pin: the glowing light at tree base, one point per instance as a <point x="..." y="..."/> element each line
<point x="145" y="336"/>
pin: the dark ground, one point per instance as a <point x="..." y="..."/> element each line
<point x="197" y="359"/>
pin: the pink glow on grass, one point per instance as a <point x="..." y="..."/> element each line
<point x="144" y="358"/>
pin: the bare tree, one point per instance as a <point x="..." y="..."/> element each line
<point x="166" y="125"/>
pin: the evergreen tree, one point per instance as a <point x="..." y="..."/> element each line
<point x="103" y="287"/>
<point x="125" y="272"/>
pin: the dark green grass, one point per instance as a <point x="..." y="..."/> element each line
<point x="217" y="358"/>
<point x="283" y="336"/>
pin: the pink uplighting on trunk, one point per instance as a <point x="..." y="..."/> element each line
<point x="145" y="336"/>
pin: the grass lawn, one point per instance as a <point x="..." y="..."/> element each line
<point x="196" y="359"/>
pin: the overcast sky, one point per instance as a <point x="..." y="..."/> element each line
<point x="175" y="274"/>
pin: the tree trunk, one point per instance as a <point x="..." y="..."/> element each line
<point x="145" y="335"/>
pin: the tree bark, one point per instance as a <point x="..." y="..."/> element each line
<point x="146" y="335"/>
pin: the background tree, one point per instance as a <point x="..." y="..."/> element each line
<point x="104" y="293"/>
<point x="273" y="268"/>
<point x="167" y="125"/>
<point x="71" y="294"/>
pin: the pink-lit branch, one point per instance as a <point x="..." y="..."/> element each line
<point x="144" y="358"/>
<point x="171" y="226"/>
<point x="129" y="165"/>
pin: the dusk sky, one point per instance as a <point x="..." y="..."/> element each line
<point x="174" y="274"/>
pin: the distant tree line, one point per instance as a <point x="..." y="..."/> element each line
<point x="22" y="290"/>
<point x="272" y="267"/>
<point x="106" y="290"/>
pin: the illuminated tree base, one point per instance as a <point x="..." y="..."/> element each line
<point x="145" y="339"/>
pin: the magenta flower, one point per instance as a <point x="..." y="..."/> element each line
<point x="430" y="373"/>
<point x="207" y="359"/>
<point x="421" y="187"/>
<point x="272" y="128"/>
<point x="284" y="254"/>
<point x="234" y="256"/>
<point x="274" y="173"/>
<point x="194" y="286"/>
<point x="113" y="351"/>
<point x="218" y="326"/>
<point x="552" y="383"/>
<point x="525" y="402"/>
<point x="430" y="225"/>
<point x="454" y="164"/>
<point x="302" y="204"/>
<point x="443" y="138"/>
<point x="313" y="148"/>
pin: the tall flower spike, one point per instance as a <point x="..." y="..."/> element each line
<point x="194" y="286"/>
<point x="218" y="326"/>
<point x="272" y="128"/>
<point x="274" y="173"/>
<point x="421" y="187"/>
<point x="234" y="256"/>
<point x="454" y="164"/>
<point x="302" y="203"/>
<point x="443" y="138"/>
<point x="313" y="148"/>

• Task to carry out
Quote the entire listing above exactly.

• Finished answer
pin: the glowing light at tree base, one point per instance as a <point x="..." y="..."/> element each line
<point x="145" y="336"/>
pin: the dark ground, one point per instance as a <point x="..." y="..."/> element each line
<point x="197" y="359"/>
pin: the pink glow on grass, one point per instance as a <point x="..." y="..."/> element each line
<point x="144" y="358"/>
pin: the bare tree, one point per instance as a <point x="..." y="..."/> element each line
<point x="166" y="125"/>
pin: the evergreen tree, one point per instance as a <point x="..." y="..."/> element each line
<point x="103" y="287"/>
<point x="125" y="272"/>
pin: the dark green grass, one point per instance as a <point x="..." y="..."/> element each line
<point x="217" y="358"/>
<point x="283" y="336"/>
pin: the pink uplighting on trunk, one point per instance as a <point x="..." y="..."/> element each line
<point x="145" y="336"/>
pin: the grass lawn, one point per instance as a <point x="..." y="..."/> element each line
<point x="196" y="359"/>
pin: the overcast sky, one point per instance as a <point x="..." y="..."/> element each line
<point x="175" y="274"/>
pin: the tree trunk, one point per instance as a <point x="..." y="..."/> element each line
<point x="145" y="335"/>
pin: the tree bark, one point per instance as a <point x="..." y="..."/> element each line
<point x="146" y="335"/>
pin: the background tree, one point per instance as a <point x="..." y="..."/> element each line
<point x="104" y="293"/>
<point x="273" y="268"/>
<point x="167" y="125"/>
<point x="71" y="294"/>
pin: the pink-lit branch, one point per instance as a <point x="..." y="..."/> element each line
<point x="144" y="358"/>
<point x="171" y="226"/>
<point x="129" y="165"/>
pin: the dusk sky, one point per instance as a <point x="..." y="..."/> element each line
<point x="174" y="274"/>
pin: the distant tree line, one point per instance as a <point x="..." y="..."/> element each line
<point x="22" y="290"/>
<point x="272" y="267"/>
<point x="106" y="290"/>
pin: the illuminated tree base, one point per instance as a <point x="..." y="..."/> element each line
<point x="145" y="339"/>
pin: the magenta flower, one point per instance as a <point x="..." y="..."/> element each line
<point x="430" y="373"/>
<point x="207" y="359"/>
<point x="421" y="187"/>
<point x="272" y="128"/>
<point x="284" y="254"/>
<point x="234" y="256"/>
<point x="274" y="173"/>
<point x="194" y="286"/>
<point x="113" y="351"/>
<point x="218" y="326"/>
<point x="552" y="383"/>
<point x="525" y="402"/>
<point x="430" y="225"/>
<point x="454" y="164"/>
<point x="302" y="204"/>
<point x="443" y="138"/>
<point x="313" y="148"/>
pin: the tall flower spike, one point per instance as a <point x="..." y="..."/> element each line
<point x="194" y="286"/>
<point x="218" y="326"/>
<point x="272" y="128"/>
<point x="274" y="173"/>
<point x="421" y="187"/>
<point x="234" y="256"/>
<point x="454" y="164"/>
<point x="302" y="203"/>
<point x="443" y="138"/>
<point x="313" y="148"/>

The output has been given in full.